> **TEXTO**
---

Raniero Cantalamessa: Acolham a Palavra semeada em vós

A segunda pregação de Quaresma do Frei Raniero Cantalamessa, Pregador da Casa Pontifícia, no último dia 26 de fevereiro, teve como tema a Palavra de Deus, a partir da Constituição Dogmática Dei Verbum do Concílio Vaticano II.
Já publicamos a primeira pregação, centrada na Liturgia. Segue agora a segunda pregação na íntegra, traduzida mais uma vez pela Rádio Vaticano:

Pe. Raniero Cantalamessa, OFM Cap
Segunda Pregação da Quaresma - 26 de fevereiro de 2016

Acolham a Palavra semeada em vós
Reflexão sobre a Constituição Dogmática Dei Verbum

Continuamos a nossa reflexão sobre os principais documentos do Vaticano II. Das quatro “constituições” aprovadas, a que se refere à Palavra de Deus, a Dei verbum, é a única, junto com aquela sobre a Igreja, a Lumen gentium, a ter o status de “dogmática”. Isto se explica com o fato de que com este texto o Concílio pretendia reafirmar o dogma da inspiração divina da Escritura e esclarecer, ao mesmo tempo, a sua relação com a tradição. Fiel à tentativa de iluminar os aspectos mais estritamente espirituais e edificantes dos textos conciliares, limitar-me-ei, também aqui, a algumas reflexões voltadas à prática e à meditação pessoal.

---

[Itens de rotulagem da localização em imagens]

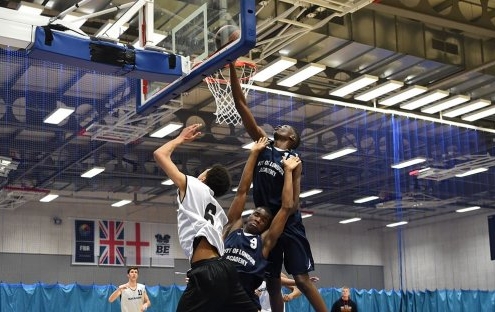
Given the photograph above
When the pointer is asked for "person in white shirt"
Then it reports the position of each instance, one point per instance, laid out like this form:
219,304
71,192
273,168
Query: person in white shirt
213,283
133,296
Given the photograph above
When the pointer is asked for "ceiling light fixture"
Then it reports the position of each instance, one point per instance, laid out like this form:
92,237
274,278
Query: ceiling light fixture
370,108
349,220
482,113
92,172
247,212
379,90
236,188
74,19
445,104
305,214
6,165
365,199
30,8
396,224
58,115
425,99
354,85
339,153
166,130
156,38
121,203
112,32
167,182
310,193
466,108
403,95
48,198
274,68
471,172
468,209
407,163
302,74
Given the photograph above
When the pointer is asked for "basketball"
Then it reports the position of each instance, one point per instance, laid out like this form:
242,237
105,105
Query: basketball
226,34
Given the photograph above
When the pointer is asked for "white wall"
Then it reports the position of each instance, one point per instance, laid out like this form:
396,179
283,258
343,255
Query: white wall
452,254
30,228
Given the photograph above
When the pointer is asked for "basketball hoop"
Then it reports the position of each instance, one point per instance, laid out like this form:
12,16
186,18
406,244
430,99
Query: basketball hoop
219,85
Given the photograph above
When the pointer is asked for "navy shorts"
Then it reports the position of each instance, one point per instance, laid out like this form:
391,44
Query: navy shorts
292,249
214,287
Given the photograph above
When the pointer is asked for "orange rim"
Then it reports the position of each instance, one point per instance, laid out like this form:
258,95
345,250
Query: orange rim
239,64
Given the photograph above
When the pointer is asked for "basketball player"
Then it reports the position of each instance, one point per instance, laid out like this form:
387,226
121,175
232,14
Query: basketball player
133,296
248,245
293,248
213,281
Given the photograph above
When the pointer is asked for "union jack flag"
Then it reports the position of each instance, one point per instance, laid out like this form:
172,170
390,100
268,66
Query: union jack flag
111,242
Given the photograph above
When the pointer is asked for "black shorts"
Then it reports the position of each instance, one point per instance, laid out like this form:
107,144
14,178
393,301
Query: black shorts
292,249
214,287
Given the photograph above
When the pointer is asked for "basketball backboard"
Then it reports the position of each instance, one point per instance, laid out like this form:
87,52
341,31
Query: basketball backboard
189,28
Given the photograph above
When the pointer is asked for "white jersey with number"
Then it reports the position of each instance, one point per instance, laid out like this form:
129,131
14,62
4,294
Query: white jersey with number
131,300
199,215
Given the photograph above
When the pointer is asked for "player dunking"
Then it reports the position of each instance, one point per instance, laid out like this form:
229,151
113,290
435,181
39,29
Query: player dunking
213,281
249,245
293,248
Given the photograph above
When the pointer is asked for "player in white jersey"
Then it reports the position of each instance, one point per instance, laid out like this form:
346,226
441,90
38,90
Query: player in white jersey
213,283
133,296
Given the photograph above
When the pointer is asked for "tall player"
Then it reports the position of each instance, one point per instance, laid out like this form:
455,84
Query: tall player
248,244
213,281
293,248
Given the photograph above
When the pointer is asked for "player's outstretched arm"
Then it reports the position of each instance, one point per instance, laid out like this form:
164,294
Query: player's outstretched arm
278,223
163,156
252,128
234,214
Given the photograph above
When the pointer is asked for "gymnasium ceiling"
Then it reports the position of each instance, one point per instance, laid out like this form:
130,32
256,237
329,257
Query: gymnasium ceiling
447,45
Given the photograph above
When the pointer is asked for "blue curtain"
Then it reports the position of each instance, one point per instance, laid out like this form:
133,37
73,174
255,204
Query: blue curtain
74,297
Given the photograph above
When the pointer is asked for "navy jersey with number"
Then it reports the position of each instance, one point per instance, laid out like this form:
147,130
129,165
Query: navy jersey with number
246,252
268,178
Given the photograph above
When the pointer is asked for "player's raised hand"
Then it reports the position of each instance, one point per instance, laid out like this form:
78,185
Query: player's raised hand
260,144
190,133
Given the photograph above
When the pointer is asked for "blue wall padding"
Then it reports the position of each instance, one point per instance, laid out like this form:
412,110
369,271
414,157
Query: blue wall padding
76,51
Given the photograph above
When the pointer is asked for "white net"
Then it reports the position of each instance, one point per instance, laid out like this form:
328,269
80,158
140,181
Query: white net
219,85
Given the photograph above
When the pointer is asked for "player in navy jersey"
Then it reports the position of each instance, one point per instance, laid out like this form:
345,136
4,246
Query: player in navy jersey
293,248
213,283
248,244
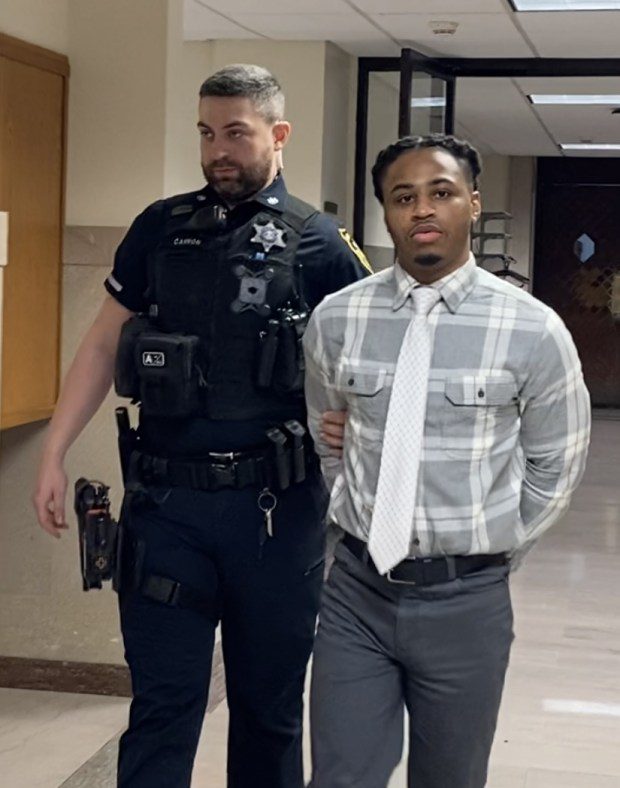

---

> **EXERCÍCIO ESCRITO 1**
Por favor, imprima o trecho do texto de "A segunda pregação de" até "Concílio Vaticano II.".
> **EXERCÍCIO ESCRITO 2**
Segundo o texto, por que a Dei verbum tem o status de constituição "dogmática"? Responda em uma a três frases.

> **RESOLUÇÃO DO EXERCÍCIO 1**
A segunda pregação de Quaresma do Frei Raniero Cantalamessa, Pregador da Casa Pontifícia, no último dia 26 de fevereiro, teve como tema a Palavra de Deus, a partir da Constituição Dogmática Dei Verbum do Concílio Vaticano II.

> **RESOLUÇÃO DO EXERCÍCIO 2**
Com esse documento, o Concílio pretendia reafirmar o dogma da inspiração divina da Escritura e, ao mesmo tempo, esclarecer a relação da Escritura com a tradição.